Labeled-object pointing entries:
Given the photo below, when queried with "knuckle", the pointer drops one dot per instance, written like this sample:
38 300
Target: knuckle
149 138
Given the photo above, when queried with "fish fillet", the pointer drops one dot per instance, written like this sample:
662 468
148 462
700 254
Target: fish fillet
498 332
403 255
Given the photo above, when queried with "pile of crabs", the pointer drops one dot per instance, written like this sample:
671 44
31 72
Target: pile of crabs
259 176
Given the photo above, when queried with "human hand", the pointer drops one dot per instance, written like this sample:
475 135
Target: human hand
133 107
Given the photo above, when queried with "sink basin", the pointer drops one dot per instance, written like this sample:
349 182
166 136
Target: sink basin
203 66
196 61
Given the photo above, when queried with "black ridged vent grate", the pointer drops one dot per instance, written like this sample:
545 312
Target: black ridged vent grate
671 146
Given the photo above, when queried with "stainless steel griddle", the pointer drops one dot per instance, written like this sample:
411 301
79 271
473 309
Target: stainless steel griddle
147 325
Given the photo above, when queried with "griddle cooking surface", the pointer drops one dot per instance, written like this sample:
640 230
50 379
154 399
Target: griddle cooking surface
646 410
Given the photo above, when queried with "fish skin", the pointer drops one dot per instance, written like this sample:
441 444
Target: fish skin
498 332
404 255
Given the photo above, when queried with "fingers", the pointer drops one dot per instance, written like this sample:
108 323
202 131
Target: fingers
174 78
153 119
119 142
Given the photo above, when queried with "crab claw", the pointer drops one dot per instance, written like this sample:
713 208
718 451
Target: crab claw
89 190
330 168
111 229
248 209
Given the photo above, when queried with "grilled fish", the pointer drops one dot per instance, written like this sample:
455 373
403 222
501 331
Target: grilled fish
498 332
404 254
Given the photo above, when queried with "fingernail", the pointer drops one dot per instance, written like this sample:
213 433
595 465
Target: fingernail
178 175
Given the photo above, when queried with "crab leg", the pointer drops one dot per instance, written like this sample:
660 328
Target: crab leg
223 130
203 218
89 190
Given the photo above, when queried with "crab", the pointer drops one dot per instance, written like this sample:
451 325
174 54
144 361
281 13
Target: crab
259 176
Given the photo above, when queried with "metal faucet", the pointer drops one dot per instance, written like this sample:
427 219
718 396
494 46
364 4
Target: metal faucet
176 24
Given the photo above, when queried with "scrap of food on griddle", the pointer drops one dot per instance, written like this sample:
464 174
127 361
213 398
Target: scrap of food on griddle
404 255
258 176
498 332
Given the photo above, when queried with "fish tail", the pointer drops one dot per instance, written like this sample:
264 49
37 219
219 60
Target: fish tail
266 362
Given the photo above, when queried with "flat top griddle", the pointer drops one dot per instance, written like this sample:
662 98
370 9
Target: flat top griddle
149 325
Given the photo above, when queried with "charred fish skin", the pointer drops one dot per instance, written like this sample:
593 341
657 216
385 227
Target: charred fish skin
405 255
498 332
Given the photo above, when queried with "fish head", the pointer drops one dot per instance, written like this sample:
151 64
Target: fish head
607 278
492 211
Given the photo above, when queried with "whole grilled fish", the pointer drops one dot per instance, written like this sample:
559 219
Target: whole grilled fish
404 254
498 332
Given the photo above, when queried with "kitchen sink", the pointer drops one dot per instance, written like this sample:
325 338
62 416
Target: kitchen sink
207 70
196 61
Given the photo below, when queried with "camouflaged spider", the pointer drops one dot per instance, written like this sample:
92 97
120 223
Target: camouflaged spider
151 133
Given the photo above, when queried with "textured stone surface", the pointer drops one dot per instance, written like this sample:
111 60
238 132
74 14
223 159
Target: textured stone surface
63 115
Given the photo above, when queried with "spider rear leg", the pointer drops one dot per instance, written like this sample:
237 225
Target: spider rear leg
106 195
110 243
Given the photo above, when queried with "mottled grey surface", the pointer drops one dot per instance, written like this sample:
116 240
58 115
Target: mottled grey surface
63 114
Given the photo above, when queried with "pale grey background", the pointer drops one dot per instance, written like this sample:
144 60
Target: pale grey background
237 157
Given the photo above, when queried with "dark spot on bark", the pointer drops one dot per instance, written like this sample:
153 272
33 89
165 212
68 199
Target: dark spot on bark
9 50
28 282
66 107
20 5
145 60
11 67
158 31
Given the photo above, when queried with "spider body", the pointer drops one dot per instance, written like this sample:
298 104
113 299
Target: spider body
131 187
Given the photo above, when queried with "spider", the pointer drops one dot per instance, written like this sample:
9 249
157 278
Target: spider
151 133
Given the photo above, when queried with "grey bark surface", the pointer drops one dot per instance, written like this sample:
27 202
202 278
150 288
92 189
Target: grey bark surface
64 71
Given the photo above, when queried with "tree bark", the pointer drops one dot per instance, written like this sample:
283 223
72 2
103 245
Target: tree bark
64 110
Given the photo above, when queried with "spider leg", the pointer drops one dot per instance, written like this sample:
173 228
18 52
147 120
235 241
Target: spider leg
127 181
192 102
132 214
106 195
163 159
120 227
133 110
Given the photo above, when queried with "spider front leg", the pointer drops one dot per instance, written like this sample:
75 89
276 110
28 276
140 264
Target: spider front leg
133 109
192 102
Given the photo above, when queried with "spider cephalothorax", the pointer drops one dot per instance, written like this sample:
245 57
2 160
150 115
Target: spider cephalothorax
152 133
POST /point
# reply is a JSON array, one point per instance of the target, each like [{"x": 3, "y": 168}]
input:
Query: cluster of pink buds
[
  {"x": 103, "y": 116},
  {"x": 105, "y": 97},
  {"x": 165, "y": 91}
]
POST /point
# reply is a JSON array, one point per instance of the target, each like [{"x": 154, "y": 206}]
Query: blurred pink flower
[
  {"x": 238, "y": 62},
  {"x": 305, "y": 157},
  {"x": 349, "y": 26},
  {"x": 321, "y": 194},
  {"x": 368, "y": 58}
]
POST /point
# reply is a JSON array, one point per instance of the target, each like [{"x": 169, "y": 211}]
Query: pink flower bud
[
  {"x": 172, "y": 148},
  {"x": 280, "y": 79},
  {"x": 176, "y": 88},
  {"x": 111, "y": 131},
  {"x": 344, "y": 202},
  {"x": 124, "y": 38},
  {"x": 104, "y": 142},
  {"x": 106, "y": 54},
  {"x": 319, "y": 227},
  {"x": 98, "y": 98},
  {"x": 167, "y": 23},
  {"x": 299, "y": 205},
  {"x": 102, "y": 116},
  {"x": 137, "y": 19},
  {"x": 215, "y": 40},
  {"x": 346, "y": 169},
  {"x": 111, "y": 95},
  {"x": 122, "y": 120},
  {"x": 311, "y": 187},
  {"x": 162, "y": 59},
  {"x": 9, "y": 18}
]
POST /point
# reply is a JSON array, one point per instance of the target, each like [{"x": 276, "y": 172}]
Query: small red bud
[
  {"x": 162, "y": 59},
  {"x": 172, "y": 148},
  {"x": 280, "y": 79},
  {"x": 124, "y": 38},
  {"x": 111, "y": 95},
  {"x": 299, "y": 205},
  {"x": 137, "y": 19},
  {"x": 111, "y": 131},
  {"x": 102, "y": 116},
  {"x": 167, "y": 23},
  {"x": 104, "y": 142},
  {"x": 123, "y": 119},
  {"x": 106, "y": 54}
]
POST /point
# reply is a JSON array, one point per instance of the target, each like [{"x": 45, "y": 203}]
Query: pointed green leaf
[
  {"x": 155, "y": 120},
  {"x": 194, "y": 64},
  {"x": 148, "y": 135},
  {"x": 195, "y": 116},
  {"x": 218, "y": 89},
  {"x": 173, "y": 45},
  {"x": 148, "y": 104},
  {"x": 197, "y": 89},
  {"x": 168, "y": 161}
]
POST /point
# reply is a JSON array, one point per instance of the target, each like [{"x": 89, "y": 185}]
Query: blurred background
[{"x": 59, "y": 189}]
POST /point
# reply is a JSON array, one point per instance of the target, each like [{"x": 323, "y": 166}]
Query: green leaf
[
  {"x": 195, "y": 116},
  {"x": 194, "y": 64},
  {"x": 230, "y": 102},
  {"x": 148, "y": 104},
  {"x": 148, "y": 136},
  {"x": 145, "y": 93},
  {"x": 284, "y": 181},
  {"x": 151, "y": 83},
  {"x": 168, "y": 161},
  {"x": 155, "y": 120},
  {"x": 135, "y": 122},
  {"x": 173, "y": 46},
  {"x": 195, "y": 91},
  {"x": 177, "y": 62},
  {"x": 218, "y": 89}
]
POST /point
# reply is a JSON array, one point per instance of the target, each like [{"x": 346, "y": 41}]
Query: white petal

- [Work to be completed] Tally the lines of the material above that contain the string "hand", treating case as significant. Reply with the number alone.

- [Task answer] 2